Requirement | Please find every line in the listing below that contains the word "rock" and copy each one.

Records in a dataset:
START

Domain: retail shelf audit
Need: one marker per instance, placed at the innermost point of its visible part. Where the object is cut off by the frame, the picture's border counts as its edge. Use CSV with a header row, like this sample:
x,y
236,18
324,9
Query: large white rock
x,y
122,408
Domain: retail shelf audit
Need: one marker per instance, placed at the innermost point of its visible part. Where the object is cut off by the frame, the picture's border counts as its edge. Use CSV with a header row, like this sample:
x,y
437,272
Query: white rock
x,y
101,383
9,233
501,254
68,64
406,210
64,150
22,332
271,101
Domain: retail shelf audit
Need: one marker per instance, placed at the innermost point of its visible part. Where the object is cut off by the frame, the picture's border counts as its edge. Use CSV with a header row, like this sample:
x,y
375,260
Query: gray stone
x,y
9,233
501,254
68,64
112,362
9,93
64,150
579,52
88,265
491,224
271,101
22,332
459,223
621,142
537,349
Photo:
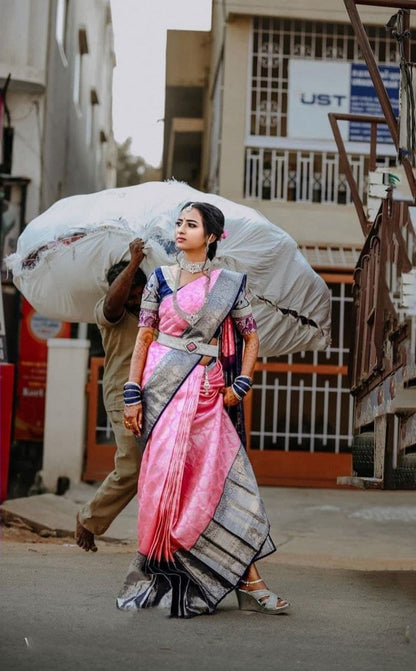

END

Final result |
Query: large white rock
Query: white rock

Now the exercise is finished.